WORK TO BE COMPLETED
Exactly the lines from the one with "the rear bumper" to the end of the entries should appear in your answer, retyped word for word.

[Opening STUDY MATERIAL section]

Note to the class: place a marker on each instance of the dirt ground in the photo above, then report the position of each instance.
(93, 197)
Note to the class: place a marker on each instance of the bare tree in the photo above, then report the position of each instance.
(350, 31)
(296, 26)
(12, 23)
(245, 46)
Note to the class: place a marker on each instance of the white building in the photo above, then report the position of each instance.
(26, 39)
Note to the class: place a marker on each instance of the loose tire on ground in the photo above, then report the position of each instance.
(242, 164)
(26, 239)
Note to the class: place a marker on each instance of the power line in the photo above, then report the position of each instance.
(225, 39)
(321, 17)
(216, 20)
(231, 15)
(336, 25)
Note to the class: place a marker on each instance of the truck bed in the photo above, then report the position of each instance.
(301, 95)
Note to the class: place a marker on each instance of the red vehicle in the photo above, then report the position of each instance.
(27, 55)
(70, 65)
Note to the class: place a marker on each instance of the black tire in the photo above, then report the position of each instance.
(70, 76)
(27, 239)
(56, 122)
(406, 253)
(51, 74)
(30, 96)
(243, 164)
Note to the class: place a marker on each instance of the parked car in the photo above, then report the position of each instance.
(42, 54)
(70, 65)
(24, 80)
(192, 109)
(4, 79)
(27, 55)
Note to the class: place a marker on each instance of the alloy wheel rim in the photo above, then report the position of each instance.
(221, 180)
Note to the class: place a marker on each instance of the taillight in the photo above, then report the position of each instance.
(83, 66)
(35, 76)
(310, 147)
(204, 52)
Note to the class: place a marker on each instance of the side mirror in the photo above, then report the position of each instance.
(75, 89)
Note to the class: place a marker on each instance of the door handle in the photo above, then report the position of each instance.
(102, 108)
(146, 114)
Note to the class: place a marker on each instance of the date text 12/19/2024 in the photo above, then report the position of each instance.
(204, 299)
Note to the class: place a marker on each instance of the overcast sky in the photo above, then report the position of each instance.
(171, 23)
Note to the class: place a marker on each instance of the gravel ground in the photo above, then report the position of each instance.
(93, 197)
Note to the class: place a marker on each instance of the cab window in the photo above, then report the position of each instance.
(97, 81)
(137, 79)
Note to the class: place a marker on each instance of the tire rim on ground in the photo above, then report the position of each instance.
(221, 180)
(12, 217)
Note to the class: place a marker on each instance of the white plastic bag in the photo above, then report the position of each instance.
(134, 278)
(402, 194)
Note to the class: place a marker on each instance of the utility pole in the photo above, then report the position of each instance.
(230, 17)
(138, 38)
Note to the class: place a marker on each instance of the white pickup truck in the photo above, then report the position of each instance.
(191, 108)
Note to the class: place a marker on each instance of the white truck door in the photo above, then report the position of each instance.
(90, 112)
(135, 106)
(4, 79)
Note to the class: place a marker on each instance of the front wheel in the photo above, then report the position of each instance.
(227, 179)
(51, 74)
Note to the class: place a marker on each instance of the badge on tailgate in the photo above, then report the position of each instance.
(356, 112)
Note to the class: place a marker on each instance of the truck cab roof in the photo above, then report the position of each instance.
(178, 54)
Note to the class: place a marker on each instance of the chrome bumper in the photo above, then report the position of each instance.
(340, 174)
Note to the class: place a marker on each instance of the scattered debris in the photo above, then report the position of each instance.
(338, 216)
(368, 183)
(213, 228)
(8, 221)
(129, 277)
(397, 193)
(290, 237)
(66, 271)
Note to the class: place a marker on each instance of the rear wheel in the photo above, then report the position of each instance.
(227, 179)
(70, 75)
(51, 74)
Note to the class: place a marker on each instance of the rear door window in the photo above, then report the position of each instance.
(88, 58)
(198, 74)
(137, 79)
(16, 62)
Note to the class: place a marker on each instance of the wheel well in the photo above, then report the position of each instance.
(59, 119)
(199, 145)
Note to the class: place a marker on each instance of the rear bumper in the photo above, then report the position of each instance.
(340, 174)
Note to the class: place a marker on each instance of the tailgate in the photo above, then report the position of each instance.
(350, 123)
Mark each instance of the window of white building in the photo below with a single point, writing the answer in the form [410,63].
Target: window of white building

[Closing STUDY MATERIAL section]

ANSWER SECTION
Note to the class: place a marker on each instance of the rear bumper in the photo above, then report the position of each instance.
(340, 174)
Note to the class: place a marker on each instance of the tailgate in the photo above, then report the position of each instance.
(350, 123)
Mark each instance of the window of white building in the photo below with a single point, writing the answer in the form [410,63].
Target: window of white building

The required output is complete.